Exercise prompt: Each of the entries below should be written out exactly as it reads.

Data to examine:
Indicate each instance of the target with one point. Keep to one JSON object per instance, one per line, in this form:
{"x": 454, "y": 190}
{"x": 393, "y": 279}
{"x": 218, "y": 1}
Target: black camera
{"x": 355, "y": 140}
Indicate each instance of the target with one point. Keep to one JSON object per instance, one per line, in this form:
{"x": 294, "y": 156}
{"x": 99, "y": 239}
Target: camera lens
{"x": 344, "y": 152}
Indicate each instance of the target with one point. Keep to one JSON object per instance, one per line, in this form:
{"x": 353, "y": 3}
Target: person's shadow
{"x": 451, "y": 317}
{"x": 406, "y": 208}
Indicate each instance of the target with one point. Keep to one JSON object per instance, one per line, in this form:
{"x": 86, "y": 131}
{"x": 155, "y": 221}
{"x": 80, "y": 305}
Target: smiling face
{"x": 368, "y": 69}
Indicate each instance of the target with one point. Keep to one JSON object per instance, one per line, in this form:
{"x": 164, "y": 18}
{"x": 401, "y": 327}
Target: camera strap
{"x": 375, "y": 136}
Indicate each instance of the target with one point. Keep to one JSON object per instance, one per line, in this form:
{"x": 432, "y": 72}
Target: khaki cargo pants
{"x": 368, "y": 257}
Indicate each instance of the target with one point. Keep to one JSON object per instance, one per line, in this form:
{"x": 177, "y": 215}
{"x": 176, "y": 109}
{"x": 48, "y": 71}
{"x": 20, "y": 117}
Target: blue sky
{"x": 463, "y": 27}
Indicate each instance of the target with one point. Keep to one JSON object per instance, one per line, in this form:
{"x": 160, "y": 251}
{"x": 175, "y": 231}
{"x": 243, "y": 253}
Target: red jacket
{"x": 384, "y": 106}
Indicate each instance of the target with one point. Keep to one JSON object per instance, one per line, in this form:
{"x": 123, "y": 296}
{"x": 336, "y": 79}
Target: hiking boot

Solution for this task:
Indicate each instance of the target with one point. Keep to one JSON object per instance, one per line, in this form:
{"x": 454, "y": 190}
{"x": 393, "y": 279}
{"x": 218, "y": 1}
Target: black camera
{"x": 355, "y": 140}
Indicate each instance of the target with one point. Keep to one JSON object per instance, one per line, in this form:
{"x": 294, "y": 156}
{"x": 99, "y": 239}
Target: camera lens
{"x": 344, "y": 152}
Indicate each instance of the target with one point. Keep to one JSON object per instance, one per line, in this form:
{"x": 353, "y": 3}
Target: person's shadow
{"x": 451, "y": 317}
{"x": 406, "y": 208}
Indicate each instance of the target with one point. Keep to one JSON object per instance, one per line, in this form:
{"x": 86, "y": 131}
{"x": 155, "y": 221}
{"x": 80, "y": 305}
Target: smiling face
{"x": 368, "y": 69}
Indicate each instance of the target with one point. Keep to one JSON object per instance, one per line, in this form:
{"x": 164, "y": 18}
{"x": 401, "y": 327}
Target: camera strap
{"x": 375, "y": 136}
Indicate each instance of the target with one point. Keep to one JSON object per instance, one per line, in this form:
{"x": 432, "y": 72}
Target: khaki cargo pants
{"x": 368, "y": 257}
Indicate each instance of the target with one point. Keep to one JSON object per instance, one per line, in this form:
{"x": 177, "y": 215}
{"x": 176, "y": 109}
{"x": 48, "y": 71}
{"x": 20, "y": 117}
Target: blue sky
{"x": 463, "y": 27}
Indicate each instance of the target with one point. Keep to one JSON object per instance, one per line, in this form:
{"x": 160, "y": 251}
{"x": 175, "y": 231}
{"x": 243, "y": 253}
Target: red jacket
{"x": 384, "y": 106}
Indicate each instance of the target with one point. Keep to one JSON object per instance, one per line, in this form:
{"x": 123, "y": 296}
{"x": 336, "y": 79}
Target: hiking boot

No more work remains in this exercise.